Ángela Vallvey
Camisa
Cuentan por ahí que había una vez un imperio muy, muy lejano, que estaba a punto de hundirse por todos los casos de corrupción que lo acosaban. El califa era corrupto, pues se pasaba el día en los bajos fondos, en vez de atender en palacio los asuntos de Estado. El visir era corrupto, y había prevaricado tanto que en el reino ya no se cumplía ni la Ley de la Gravedad. Del visir para abajo, en el escalafón social del reino, digamos que todo el país estaba tan pringado que, a su lado, Sodoma y Gomorra parecían dos ciudades santas, además de legendarias metas de peregrinación. Los nobles eran unos crápulas. Los burgueses, unos disipados. Los campesinos, unos relajados. Los proletarios... Bueno, ya no había proletarios, pero es que el lugar del proletariado lo ocupaban los repartidores de pizza, becarios, YouTubeRs, periodistas autónomos, payasos de la tele, escritorzuelos que pagaban por ejercer como tales, las madres oficinistas, las limpiadoras de los Palacios del Íbex..., etc.
•••
TAREA: Prolonga el relato sobre el imperio corrupto a partir de su última frase, con el mismo registro satírico.

DATOS PROPORCIONADOS:
•••
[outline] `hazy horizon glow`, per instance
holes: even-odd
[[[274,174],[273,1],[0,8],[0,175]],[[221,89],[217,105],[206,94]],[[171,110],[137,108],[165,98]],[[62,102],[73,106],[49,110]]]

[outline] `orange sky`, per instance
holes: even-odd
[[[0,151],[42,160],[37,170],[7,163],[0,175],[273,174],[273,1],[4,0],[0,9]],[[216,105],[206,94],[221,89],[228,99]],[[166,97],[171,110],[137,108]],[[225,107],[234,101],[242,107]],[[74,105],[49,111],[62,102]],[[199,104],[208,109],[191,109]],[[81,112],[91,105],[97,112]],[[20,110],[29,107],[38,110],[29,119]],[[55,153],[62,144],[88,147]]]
•••
RESULTADO DEL EJERCICIO:
El plato preferido de aquel reino era el filete de becerro de oro, que se convirtió en símbolo de la gastronomía nacional. Judas era un avaricioso que se embolsó treinta monedas de plata en comparación con las irrisorias cantidades por las que cualquiera vendía a sus amigos íntimos, que no subían de los 0’20 eurobecerros. Y así. Todo iba como iba, hasta que un día el sultán se despertó enfermo. Había robado tanto que las fronteras de su reino se le quedaban pequeñas, pero temía expandirse porque eso significaría anexionarse los territorios vecinos, que eran unos cómodos paraísos fiscales en los que justamente él guardaba los miles de millones de maravedíes que no dejaba de trincar por aquí y por acullá. Estaba tan enfermo que prometió la mitad de sus riquezas a quien consiguiera sanarle. Ya robaría luego más... Una vidente –que echaba de madrugada las cartas para los televidentes– le aseguró que mejoraría el día que se pusiera la camisa de un hombre, mujer o viceversa, «decente». El monarca envió emisarios a todos los rincones en busca de una persona honrada, aunque la sola idea le daba repelús. Cuando estaban a punto de darse por vencidos, encontraron a una anciana proba, recta, íntegra... ¡Pero iba en cueros, la pobrecilla!, incluso en invierno: como toda su vida había trabajado honradamente, nunca tuvo suficientes ahorros para poder comprarse una camisa. ¡Ni un refajo, oiga...!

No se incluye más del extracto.